Your answer should consist of the complete listing, repeated verbatim.

[DATA IN THIS EXERCISE]
··········

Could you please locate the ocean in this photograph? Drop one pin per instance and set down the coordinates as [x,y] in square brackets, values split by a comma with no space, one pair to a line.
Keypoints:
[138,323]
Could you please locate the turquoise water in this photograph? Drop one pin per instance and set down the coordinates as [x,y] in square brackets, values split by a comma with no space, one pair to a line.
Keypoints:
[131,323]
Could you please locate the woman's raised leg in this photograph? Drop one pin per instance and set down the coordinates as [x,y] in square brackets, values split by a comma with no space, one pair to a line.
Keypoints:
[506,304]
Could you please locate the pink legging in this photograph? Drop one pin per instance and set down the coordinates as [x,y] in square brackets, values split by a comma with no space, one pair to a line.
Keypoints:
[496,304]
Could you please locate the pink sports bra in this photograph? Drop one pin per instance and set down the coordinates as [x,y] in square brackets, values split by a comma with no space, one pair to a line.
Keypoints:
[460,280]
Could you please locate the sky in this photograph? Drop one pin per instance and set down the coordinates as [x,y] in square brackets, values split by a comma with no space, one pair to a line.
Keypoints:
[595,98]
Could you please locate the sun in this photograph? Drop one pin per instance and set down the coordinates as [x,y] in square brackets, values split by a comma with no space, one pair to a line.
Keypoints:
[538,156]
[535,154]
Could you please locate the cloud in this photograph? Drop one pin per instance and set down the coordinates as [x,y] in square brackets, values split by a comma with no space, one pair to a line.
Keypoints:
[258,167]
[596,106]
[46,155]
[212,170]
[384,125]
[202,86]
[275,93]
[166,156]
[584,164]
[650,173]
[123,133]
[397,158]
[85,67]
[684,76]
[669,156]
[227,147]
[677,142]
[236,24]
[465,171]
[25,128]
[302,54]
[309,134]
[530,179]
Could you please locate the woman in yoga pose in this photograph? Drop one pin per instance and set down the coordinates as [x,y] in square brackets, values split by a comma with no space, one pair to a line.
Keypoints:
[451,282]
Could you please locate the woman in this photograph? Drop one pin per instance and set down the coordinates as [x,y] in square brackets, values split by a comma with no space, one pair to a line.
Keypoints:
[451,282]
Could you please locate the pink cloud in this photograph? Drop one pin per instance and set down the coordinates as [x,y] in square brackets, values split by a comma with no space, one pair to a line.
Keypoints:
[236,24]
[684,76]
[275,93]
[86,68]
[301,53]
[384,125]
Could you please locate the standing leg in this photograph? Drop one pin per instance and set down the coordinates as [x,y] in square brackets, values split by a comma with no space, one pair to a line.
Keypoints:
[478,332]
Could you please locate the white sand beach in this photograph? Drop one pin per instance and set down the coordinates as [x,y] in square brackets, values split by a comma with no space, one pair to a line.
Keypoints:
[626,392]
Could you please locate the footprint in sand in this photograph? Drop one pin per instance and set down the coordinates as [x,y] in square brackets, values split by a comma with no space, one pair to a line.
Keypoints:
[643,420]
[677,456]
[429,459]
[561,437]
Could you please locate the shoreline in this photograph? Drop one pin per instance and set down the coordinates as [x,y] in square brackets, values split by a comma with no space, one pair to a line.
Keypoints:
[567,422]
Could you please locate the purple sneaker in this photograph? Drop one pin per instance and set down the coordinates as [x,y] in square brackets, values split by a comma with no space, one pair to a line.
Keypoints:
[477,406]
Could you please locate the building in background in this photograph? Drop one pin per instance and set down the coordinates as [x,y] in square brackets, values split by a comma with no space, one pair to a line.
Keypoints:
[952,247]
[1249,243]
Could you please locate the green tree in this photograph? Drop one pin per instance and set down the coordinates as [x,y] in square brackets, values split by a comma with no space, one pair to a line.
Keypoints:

··········

[TASK RESPONSE]
Could you please locate the ocean in this photograph? Drop one pin per instance and set down the coordinates as [x,y] in square brackets, values split by a comma with no space, one pair to a line.
Keypoints:
[138,323]
Could you please locate the turquoise water in this photograph? Drop one pin per instance and set down the coordinates as [x,y] in square brackets, values split by a comma with no space, one pair to a line.
Keypoints:
[131,323]
Could you please locate the woman's raised leg in this photograph? Drop one pin per instance and set down the coordinates as [x,y] in square brackets, values split by a comma with no space, one pair to a line.
Keypoints:
[506,304]
Could you please locate the pink legging in this photograph? Drop one pin per instance and set down the coordinates as [x,y] in square brackets, values split by a comma with no space, one pair to a line.
Keypoints:
[496,304]
Could you please locate the pink sports bra in this photograph? Drop one pin per instance and set down the coordinates as [x,y] in square brackets, values split by a comma with no space, one pair to a line.
Keypoints:
[460,280]
Could you please locate the sky in this photograph? Drop one pin per instance and set down the coordinates as [x,y] in square brackets, values split by a comma with no space, one pair to a line.
Keypoints:
[595,98]
Could you please locate the sun in this photograph? Drop one pin per instance and set down the coordinates as [x,y] in square brackets, values split by a comma with no space, one pair to a line.
Keypoints:
[538,156]
[535,154]
Could you please locate the cloud in this photograph? Drop one pin per instance and set down the coordinates as [x,y] in square brackets, values split by a comma with no space, one pair to a line.
Keypoints:
[258,167]
[596,106]
[46,155]
[212,170]
[384,125]
[202,86]
[275,93]
[166,156]
[584,164]
[650,173]
[123,133]
[397,158]
[85,67]
[684,76]
[669,156]
[227,147]
[677,142]
[236,24]
[465,171]
[25,128]
[302,54]
[309,134]
[530,179]
Could you please locate the woman in yoga pose in this photograph? Drop one pin per instance and set down the coordinates as [x,y] in square brackets, values split by a comma with no space, one pair to a line.
Keypoints:
[451,282]
Could you please locate the woman in this photograph? Drop one pin per instance and set down the coordinates as [x,y] in square brackets, values split by a comma with no space, one pair to a line.
Keypoints:
[451,282]
Could you please locate the pink cloud in this photograph? Drop one pin per instance and set down the coordinates as [x,y] in square brackets, values split by a comma with no space, one pair to a line.
Keypoints:
[236,24]
[684,76]
[275,93]
[86,68]
[301,53]
[384,125]
Could you please locate the standing leg in this photograph? Drop one pin per instance and set down the coordinates as [x,y] in square brackets, values split by a comma with no space, one pair to a line.
Keypoints:
[478,332]
Could you please locate the white sand beach in this photograph? Drop one pin per instance and set down the coordinates as [x,y] in square brackets, values split by a comma with no space, one pair to a line.
Keypoints:
[626,392]
Could you please locate the footprint in sand in this photograph? Drop one pin per instance and set down the coordinates as [x,y] in square brackets, values split by a comma with no space, one pair to a line.
Keypoints:
[643,420]
[677,456]
[429,459]
[561,437]
Could you please locate the shoreline in this photograph? Drop one pin per instance and set down the coordinates as [x,y] in square brackets, values split by a comma with no space, one pair to a line.
Keypoints:
[567,422]
Could you please locate the purple sneaker in this photograph? Drop one pin per instance and set down the coordinates as [x,y] in square brackets, values split by a comma with no space, one pair to a line.
Keypoints:
[477,406]
Could you please locate the building in background in this photograph? Drop one pin per instance and set down the coordinates as [x,y] in square brackets, values split by a comma with no space, one pair to a line.
Keypoints:
[952,247]
[1249,243]
Could you please locate the green tree in this photograph? Drop one pin per instance and set down the coordinates as [x,y] in square brackets, values split by a comma with no space, one pair to a line.
Keypoints:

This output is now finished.